## MATERIAL TO PROCESS:
[Start of Attachment]

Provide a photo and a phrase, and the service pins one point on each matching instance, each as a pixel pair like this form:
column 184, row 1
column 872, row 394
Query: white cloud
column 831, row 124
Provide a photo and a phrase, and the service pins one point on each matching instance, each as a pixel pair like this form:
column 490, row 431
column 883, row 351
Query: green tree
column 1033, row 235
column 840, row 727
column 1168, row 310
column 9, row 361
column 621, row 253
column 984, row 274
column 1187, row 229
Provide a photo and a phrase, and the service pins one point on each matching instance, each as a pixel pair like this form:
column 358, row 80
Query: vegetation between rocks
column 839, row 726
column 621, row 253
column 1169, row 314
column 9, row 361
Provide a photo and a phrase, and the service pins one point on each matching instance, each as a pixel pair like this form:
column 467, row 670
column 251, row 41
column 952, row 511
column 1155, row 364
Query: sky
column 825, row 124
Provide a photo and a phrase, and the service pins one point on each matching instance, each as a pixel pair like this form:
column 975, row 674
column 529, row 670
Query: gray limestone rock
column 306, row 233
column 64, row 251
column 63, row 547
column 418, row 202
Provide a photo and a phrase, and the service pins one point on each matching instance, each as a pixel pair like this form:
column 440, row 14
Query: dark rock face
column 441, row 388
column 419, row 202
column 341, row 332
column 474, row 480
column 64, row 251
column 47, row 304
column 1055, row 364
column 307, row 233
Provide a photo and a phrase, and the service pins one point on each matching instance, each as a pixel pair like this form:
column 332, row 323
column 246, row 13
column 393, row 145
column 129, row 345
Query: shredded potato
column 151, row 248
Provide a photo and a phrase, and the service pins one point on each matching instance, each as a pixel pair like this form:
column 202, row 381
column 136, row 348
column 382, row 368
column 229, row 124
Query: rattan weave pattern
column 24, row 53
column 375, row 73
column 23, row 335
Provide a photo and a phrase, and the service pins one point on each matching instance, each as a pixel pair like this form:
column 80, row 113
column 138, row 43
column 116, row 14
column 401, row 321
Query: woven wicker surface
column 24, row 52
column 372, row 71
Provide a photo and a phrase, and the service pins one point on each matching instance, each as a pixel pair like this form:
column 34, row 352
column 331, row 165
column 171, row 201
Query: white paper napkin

[End of Attachment]

## EXERCISE BRIEF:
Take the entries above and transcribe them in full.

## WRITTEN ANSWER:
Provide a photo and a phrase, and the service pins one point on each matching instance, each as a pixel pair like this form:
column 184, row 1
column 872, row 394
Query: white cloud
column 831, row 124
Provide a photo and a phrase, and the service pins one point on each matching instance, each as a pixel pair like this form:
column 490, row 431
column 883, row 351
Query: green tree
column 1033, row 235
column 840, row 727
column 1168, row 310
column 9, row 361
column 621, row 253
column 984, row 274
column 1187, row 229
Provide a photo and a phrase, and the service pins one point on each matching instance, each as a pixel pair like this form:
column 358, row 80
Query: vegetation between rocks
column 839, row 726
column 621, row 253
column 1169, row 314
column 9, row 361
Provide a photo and a phrase, and the service pins one point on each matching instance, each as a pixel pair like this form:
column 467, row 670
column 251, row 41
column 952, row 511
column 1155, row 364
Query: sky
column 825, row 124
Provide a photo and a phrase, and the service pins one point on each matching instance, each as a pixel pair like this form:
column 975, row 674
column 529, row 670
Query: gray limestone rock
column 306, row 233
column 64, row 251
column 63, row 547
column 418, row 202
Provide a photo and a phrase, and the service pins one point on each matching instance, each as a pixel pair like this form:
column 440, row 14
Query: dark rock face
column 441, row 388
column 419, row 202
column 341, row 332
column 474, row 480
column 64, row 251
column 47, row 304
column 1055, row 364
column 307, row 233
Provide a photo and a phrase, and the service pins one point on each matching instance, each as a pixel pair like this form:
column 332, row 323
column 246, row 13
column 393, row 145
column 129, row 345
Query: shredded potato
column 151, row 248
Provide a photo and a phrase, and the service pins one point on each matching instance, each as a pixel pair like this form:
column 202, row 381
column 136, row 348
column 382, row 368
column 229, row 124
Query: rattan weave pattern
column 24, row 53
column 375, row 73
column 23, row 335
Provide a photo and a phrase, and the service pins one point on each matching instance, each as a pixel pair like this form:
column 80, row 113
column 138, row 43
column 116, row 14
column 401, row 321
Query: woven wicker surface
column 24, row 52
column 372, row 71
Provide a photo and a phrase, and the service pins one point on each matching instance, each as a pixel pair like this form:
column 34, row 352
column 331, row 165
column 171, row 201
Query: white paper napkin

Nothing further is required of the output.